- **Exercise details**
Your response should consist of the full data, set down exactly.

..............................

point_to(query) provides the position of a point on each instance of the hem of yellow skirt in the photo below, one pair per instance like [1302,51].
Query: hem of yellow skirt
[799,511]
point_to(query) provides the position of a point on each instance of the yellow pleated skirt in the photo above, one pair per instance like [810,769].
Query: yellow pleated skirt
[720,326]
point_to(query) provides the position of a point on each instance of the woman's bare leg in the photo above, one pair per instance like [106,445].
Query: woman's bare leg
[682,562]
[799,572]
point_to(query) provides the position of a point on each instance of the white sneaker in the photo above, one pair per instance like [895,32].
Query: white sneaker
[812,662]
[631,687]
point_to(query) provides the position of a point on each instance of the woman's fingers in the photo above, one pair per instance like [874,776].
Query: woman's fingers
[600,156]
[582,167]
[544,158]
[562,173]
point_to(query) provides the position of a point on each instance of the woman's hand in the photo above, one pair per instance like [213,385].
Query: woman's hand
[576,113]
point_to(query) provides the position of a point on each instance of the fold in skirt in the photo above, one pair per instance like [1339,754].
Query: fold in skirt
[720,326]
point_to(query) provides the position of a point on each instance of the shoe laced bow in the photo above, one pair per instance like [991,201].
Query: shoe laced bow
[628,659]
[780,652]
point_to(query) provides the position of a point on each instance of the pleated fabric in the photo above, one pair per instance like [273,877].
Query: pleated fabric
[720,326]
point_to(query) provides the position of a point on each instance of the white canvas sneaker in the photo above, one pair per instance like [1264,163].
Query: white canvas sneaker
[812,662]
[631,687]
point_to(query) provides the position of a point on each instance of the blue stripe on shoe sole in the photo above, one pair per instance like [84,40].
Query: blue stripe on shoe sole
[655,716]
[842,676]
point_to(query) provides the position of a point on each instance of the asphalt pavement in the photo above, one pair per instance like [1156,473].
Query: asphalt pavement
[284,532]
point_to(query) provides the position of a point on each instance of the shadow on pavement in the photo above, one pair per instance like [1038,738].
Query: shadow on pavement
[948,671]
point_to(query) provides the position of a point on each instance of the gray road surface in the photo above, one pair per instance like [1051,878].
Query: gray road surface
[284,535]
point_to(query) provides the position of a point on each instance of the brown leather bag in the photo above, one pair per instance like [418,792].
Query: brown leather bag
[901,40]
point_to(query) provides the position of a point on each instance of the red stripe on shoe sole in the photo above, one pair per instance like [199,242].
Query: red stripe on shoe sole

..............................

- **Response for this exercise**
point_to(query) provides the position of a point on each instance of the hem of yellow skirt in the photo below, one pair per instance like [1302,51].
Query: hem of yellow skirt
[799,511]
point_to(query) provides the position of a point on each instance of the yellow pleated skirt in the photo above, one pair per instance like [810,769].
Query: yellow pleated skirt
[720,326]
point_to(query) provides the position of a point on each instance of the woman's bare leg in the photo above, one pair per instance like [106,445].
Query: woman's bare leg
[682,562]
[799,572]
point_to(query) provides the position of a point on each instance of the white sneaker in the photo above, one pair per instance like [895,32].
Query: white sneaker
[812,662]
[631,687]
point_to(query) provides the position of a point on each instance of the woman's fingers in the photo above, one pair per instance like [874,776].
Query: woman's fingers
[600,156]
[582,167]
[544,158]
[562,173]
point_to(query) provides the position of a point on each instance of the woman's hand in the photo above, one pair per instance like [213,385].
Query: woman's hand
[576,113]
point_to(query) provides the position of a point on each instance of the fold in skirt in the photo above, one pair per instance like [1339,754].
Query: fold in skirt
[720,326]
point_to(query) provides the position of a point on each instance of the shoe laced bow in the photo above, one pair per instance like [991,201].
Query: shoe laced bow
[628,659]
[780,652]
point_to(query) provides the position of a point on each instance of the pleated fabric in the photo above, one pair per instance like [273,877].
Query: pleated fabric
[720,326]
point_to(query) provides the position of a point on each instance of the white canvas sneaker in the photo above, one pair per instance like [1264,163].
Query: white canvas sneaker
[812,662]
[631,687]
point_to(query) provides the position of a point on each instance of the blue stripe on shoe sole in the photo above, one pair per instance like [84,40].
Query: blue stripe on shoe sole
[655,716]
[842,676]
point_to(query) provides the position of a point on each instance of the asphalt pavement in the photo above, one pair per instance like [1156,473].
Query: asphalt pavement
[284,532]
point_to(query) provides the position of a point on each instance of the shadow on pavement in the photo above, one pair per instance like [1038,738].
Query: shadow on pavement
[948,671]
point_to(query) provides the position of a point on each instance of the gray road surface in the photo above, one pair per instance like [1051,878].
Query: gray road surface
[284,535]
point_to(query) provides the position of a point on each instance of the brown leather bag in the photo above, one pair per instance like [418,792].
Query: brown leather bag
[901,40]
point_to(query) provides the position of a point on each instance of the red stripe on shoe sole in the photo above, one pair per instance like [199,242].
Query: red stripe on shoe sole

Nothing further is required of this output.